— Task prompt —
Please turn everything from the first line of the entries down to the line containing "1092 36 L 1128", both included, into a numbered list. Skip blank lines and leave the pictures out.

-- begin Material for the task --

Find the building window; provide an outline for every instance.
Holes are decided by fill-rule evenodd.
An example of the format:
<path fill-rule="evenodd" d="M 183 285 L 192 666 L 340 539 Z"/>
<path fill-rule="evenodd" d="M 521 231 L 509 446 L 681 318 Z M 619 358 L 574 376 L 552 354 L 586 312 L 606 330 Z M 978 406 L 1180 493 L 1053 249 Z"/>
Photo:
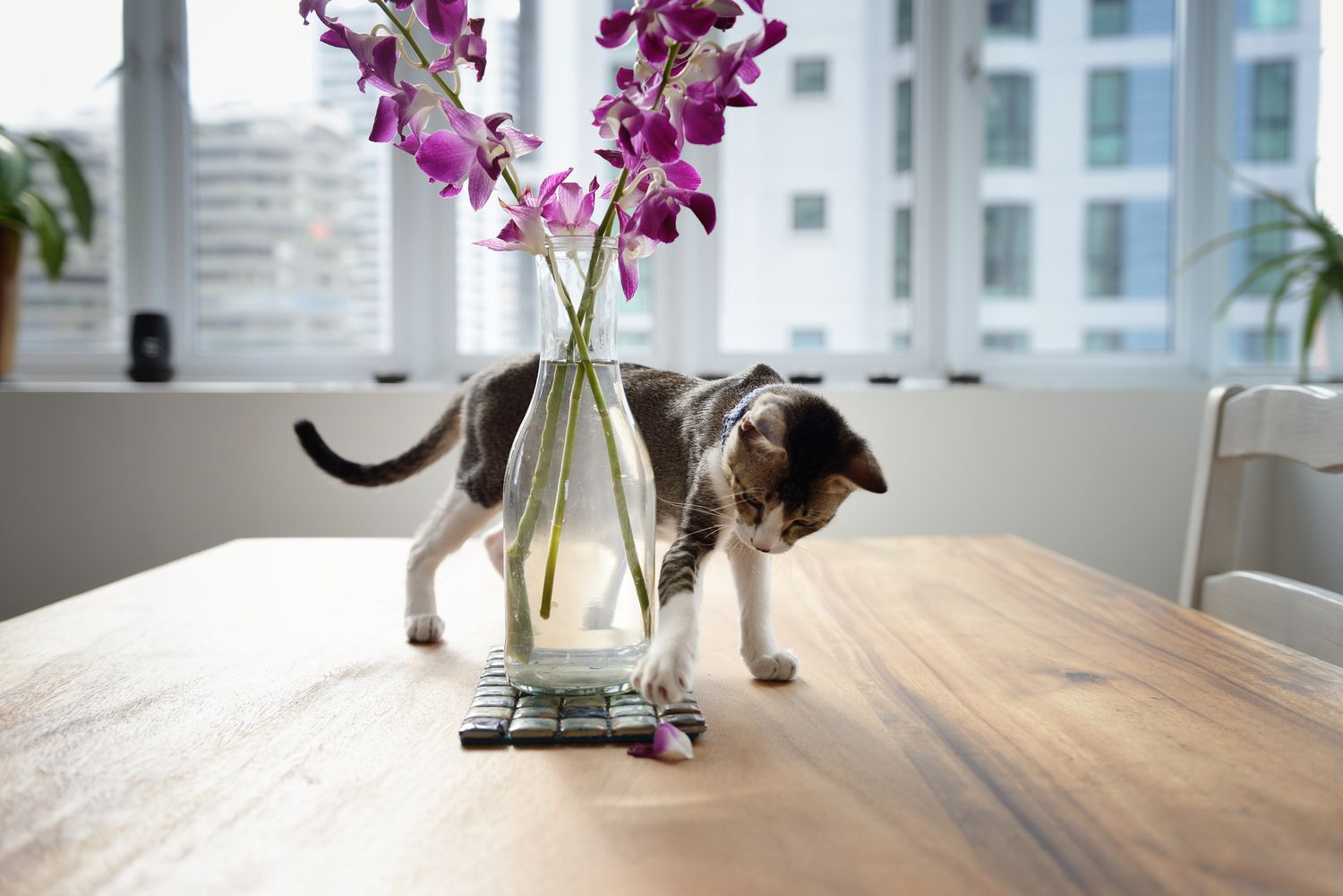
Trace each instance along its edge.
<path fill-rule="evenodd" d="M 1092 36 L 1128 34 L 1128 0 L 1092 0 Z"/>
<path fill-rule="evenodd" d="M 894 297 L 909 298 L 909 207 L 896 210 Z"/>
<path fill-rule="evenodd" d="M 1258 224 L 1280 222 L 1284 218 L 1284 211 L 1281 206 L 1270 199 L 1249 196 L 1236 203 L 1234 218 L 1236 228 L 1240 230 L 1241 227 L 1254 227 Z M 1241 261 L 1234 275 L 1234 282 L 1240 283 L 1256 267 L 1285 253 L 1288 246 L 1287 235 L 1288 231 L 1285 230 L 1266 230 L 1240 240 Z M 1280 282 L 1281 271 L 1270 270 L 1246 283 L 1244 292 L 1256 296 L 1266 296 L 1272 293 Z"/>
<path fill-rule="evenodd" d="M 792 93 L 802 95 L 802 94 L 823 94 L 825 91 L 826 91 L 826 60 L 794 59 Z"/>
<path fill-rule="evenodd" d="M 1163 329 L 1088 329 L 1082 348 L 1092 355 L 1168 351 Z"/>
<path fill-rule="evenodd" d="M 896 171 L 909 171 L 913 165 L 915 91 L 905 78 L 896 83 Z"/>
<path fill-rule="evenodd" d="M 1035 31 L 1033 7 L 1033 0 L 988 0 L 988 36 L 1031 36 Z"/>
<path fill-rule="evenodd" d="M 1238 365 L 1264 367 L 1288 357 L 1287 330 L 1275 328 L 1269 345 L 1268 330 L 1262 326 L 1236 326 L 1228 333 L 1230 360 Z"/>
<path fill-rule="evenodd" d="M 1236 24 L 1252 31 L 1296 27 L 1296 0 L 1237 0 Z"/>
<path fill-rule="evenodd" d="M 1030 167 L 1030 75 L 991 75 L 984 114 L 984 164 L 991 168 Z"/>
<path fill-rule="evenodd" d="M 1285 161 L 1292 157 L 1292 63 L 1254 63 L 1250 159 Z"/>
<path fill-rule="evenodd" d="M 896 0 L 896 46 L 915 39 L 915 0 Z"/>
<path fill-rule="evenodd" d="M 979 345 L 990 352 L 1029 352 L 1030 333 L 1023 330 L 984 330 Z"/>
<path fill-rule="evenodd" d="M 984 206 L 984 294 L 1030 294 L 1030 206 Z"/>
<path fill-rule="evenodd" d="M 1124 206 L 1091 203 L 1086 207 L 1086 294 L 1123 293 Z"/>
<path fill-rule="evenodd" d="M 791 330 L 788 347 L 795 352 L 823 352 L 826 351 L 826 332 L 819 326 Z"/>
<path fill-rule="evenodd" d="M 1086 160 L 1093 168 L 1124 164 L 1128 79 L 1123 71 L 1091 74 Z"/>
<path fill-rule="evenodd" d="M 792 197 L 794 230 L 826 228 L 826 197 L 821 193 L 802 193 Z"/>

-- end Material for the task --

— Result of the exercise —
1. Find the building window; provide an outline for every instance.
2. Holes are decided by fill-rule evenodd.
3. An example of the format:
4. <path fill-rule="evenodd" d="M 183 285 L 192 666 L 340 539 Z"/>
5. <path fill-rule="evenodd" d="M 521 231 L 509 446 L 681 318 Z M 619 358 L 574 376 L 552 354 L 586 312 L 606 330 Z M 978 406 L 1180 493 L 1053 249 Z"/>
6. Photo:
7. Trace each instance along its edge.
8. <path fill-rule="evenodd" d="M 1092 36 L 1128 34 L 1128 0 L 1092 0 Z"/>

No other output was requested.